__Supplied passage__:
________________

Day 1: Lima, Perú to Bogotá, Colombia
We left our comfy hotel in Barranco and attempted to take the metro to the airport. However, rush hour proved too much of an obstacle for our backpacks on the crowded trams so we hailed a cab. We had barely enough Peruvian soles to make it. Kurt was anxious about the restrictions of flying because we had traveled solely overland during the previous nine months. We were taking Viva Colombia, a discount airline, which has the usual reputation of forcing one to jump through hoops to avoid excessive charges. I told Kurt all will be well, let’s just be open to whatever happens. After Paying Viva Colombia’s bogus “foreigner arrival fee”, we boarded a quick three hours flight to Bogotá. Our carry-on and checked bags passed an easy inspection. Upon arrival in Bogotá, we chatted for about five minutes with the immigration agent about places we had been in Colombia and tips on Fin del Mundo, a place regrettably we had not been. My fond memories of happy moments in Colombia gave me a wild idea. I suggested scrapping the San Blas plan for now and heading south in Colombia to return to some of our favorite spots and to see some places we missed the first time around. We spent the night in Bogotá to give the idea some thought. In the morning, we decided that it was best to continue with our original plan and head for Central America.
Day 2: Bogotá to Medellín, Colombia
We woke early in Bogotá and headed to the bus terminal, catching a nine hour ride on Bolivariano to Medellín. The buses in Colombia actually have functional wi-fi. On the way, we received an email from my mom letting us know that my 92 year old war hero step-grandfather, Roane Sias, had passed away the previous evening. We knew our trip would be ending soon. I felt for my family as we made our way out of the Andes and into Medellín. Kurt spoke with my father. He told us to continue our travels and come home in six weeks for Roane’s memorial. It was a sad day. His mind and wit were there until the end. In Medellín, we had a quick bite to eat at the station, bought a blanket which came in handy on the next overly-air-conditioned bus and boarded an overnight to Necoclí on the Caribbean coast.
Day 3: Necoclí to Capurgana, Colombia
We arrived in Necoclí at 6am. It was too early to buy boat tickets to Capurgana so we sat in a hotel lobby and took turns going out to stores to seek supplies. Before 8am, we walked down to the shore. We were told by a Colombian friend not to take the boat from Turbo but to go to Necoclí. We were glad we heeded this advice. We read stories about the old, crowded, uncovered boats leaving from Turbo. We heard that one had flipped relatively recently. The speed boat that we took from Necoclí was virtually brand new. It was large, comfortable and completely covered. The two hour ride across the crystal blue Gulf of Urabá was not as scary as I had imagined. I’d never seen water so beautiful. In Capurgana, a helpful local directed us to our friend Olivia who manages San Blas Adventures. She’s the reason we came to this part of Colombia. She had heard that we were in South America and wrote us asking us to take a tour with her company. Olivia helped us find a hotel and advised us on a nice seafood restaurant. We had naps to avoid the heat then met her on the waterfront after sunset to catch up over sumptuous mango batidos, a treat I will never grow sick of.

________________

__Data records__:
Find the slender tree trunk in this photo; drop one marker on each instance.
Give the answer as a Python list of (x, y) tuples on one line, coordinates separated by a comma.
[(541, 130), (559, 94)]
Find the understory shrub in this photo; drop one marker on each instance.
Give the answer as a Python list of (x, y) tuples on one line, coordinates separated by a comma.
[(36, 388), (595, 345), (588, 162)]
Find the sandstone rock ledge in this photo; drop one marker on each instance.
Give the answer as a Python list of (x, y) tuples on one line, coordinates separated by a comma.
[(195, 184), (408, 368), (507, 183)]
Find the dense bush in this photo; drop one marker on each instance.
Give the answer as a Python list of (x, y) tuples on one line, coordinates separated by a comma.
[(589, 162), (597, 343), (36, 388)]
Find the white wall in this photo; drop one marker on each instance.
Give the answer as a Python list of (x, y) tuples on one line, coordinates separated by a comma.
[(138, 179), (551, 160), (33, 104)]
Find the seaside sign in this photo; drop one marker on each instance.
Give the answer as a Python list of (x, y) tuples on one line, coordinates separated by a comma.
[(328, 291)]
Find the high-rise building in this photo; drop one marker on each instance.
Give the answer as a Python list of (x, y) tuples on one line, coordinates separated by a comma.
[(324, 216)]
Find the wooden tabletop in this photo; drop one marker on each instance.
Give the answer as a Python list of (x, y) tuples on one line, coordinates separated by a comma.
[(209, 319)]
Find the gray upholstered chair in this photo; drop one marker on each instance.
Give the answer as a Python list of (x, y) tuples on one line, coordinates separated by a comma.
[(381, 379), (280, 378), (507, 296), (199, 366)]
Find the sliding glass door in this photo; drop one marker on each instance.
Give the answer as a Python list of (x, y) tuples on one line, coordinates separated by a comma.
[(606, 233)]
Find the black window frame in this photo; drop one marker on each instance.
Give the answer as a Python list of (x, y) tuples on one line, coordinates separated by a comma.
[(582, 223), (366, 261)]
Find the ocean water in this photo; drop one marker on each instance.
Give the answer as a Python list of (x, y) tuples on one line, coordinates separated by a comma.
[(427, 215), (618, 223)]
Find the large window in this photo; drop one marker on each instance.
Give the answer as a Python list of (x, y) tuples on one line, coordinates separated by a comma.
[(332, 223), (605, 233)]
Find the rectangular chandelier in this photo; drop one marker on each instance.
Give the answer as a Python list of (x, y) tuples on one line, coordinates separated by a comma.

________________

__Written problem__:
Reproduce the travel diary between "Day 2: Bogotá" and "the Caribbean coast.", inclusive, swapping "Bolivariano" for "Expreso Brasilia".

__Task result__:
Day 2: Bogotá to Medellín, Colombia
We woke early in Bogotá and headed to the bus terminal, catching a nine hour ride on Expreso Brasilia to Medellín. The buses in Colombia actually have functional wi-fi. On the way, we received an email from my mom letting us know that my 92 year old war hero step-grandfather, Roane Sias, had passed away the previous evening. We knew our trip would be ending soon. I felt for my family as we made our way out of the Andes and into Medellín. Kurt spoke with my father. He told us to continue our travels and come home in six weeks for Roane’s memorial. It was a sad day. His mind and wit were there until the end. In Medellín, we had a quick bite to eat at the station, bought a blanket which came in handy on the next overly-air-conditioned bus and boarded an overnight to Necoclí on the Caribbean coast.